EXERCISE REQUIREMENTS: Extract each row below that contains the string "railing". Uppercase and lowercase letters must match.

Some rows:

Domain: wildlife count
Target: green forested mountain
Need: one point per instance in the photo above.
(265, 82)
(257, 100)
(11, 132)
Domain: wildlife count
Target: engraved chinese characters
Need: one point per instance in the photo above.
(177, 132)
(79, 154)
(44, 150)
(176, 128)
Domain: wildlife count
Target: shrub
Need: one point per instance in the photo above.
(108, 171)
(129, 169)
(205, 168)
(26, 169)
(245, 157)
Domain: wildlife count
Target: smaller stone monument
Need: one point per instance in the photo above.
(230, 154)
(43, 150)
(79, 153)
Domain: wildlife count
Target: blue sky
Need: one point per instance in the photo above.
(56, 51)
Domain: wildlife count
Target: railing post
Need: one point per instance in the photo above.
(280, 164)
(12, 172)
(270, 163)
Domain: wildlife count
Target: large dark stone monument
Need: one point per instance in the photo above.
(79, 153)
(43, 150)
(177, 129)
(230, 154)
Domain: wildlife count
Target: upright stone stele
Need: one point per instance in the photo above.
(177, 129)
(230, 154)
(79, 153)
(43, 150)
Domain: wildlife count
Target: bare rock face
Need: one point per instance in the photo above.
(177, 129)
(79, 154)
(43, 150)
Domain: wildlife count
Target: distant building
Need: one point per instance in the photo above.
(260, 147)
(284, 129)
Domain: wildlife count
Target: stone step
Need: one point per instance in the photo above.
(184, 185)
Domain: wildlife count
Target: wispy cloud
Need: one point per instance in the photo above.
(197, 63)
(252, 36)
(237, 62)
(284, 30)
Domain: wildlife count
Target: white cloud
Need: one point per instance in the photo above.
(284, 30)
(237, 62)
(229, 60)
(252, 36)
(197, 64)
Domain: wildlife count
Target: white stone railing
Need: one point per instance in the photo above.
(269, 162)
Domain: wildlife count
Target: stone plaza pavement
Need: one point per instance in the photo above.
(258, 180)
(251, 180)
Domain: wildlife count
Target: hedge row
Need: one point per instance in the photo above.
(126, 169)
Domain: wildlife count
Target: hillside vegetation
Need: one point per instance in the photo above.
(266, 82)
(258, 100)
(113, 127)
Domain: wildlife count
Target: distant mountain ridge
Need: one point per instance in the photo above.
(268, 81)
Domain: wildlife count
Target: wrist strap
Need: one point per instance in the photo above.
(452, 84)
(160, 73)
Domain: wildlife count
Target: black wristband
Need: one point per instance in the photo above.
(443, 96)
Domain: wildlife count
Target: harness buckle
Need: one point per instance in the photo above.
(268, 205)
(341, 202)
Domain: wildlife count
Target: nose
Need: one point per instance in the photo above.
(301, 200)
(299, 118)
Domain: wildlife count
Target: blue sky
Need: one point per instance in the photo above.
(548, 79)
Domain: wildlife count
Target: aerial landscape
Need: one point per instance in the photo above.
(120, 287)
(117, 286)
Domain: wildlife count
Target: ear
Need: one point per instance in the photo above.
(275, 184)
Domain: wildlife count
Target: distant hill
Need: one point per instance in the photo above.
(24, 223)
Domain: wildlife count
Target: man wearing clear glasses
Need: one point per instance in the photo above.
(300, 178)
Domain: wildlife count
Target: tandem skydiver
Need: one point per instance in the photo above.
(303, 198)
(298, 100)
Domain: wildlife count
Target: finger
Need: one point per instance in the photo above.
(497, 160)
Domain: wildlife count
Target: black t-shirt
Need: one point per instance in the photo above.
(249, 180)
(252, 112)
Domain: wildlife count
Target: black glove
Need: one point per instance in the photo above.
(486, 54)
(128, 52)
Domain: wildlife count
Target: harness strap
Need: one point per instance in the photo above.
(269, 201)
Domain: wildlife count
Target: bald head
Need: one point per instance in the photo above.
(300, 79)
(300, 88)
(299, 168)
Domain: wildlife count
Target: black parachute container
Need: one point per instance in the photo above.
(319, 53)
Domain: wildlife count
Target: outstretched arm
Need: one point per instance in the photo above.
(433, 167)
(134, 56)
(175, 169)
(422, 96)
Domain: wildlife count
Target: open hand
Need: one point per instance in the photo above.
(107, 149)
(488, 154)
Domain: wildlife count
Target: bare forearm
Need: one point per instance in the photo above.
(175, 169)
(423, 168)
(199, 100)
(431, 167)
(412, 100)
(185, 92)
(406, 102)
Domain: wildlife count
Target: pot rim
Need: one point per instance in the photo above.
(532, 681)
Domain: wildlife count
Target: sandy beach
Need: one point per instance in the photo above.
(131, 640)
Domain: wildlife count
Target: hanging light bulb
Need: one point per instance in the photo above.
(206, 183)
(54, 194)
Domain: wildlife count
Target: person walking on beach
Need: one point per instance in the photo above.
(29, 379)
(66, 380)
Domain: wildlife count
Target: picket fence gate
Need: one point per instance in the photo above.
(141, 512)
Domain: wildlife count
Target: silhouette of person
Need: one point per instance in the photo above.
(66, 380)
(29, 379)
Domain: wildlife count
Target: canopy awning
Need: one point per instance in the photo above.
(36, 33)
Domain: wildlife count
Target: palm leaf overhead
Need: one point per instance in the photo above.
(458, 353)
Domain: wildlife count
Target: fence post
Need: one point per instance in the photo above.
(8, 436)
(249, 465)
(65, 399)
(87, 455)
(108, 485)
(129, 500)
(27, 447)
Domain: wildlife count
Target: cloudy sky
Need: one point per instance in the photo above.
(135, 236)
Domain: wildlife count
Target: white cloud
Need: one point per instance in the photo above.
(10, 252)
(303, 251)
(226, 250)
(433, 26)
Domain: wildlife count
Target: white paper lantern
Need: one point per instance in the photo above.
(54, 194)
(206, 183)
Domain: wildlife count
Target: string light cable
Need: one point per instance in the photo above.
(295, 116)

ANSWER TO THIS PROBLEM:
Target: railing post
Target: white stone railing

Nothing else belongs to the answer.